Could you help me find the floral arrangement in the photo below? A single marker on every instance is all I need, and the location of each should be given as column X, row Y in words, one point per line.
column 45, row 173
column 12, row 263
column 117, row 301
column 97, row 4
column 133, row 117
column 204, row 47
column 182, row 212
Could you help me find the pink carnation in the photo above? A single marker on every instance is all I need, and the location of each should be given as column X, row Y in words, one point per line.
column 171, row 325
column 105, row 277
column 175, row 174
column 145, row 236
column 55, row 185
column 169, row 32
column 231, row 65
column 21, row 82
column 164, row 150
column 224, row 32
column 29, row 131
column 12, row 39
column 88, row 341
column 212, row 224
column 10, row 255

══════════════════════════════

◆ Problem to solve ◆
Repeat each entry above, matching every line exactly.

◆ Task result ◆
Could you help me find the floral arrangement in the photo below? A single marker on every instance is all I need, and the location of each should be given as column X, row Y in words, one point per line.
column 45, row 173
column 12, row 263
column 117, row 301
column 97, row 4
column 133, row 117
column 204, row 47
column 182, row 212
Could you help me find the pink carnation in the photo above? A single marker on every instance is all I need, and the location of each should be given as column X, row Y in words, one point per line.
column 171, row 325
column 105, row 277
column 175, row 174
column 145, row 236
column 55, row 185
column 169, row 32
column 231, row 65
column 21, row 82
column 164, row 150
column 224, row 32
column 29, row 131
column 12, row 39
column 88, row 341
column 212, row 224
column 10, row 255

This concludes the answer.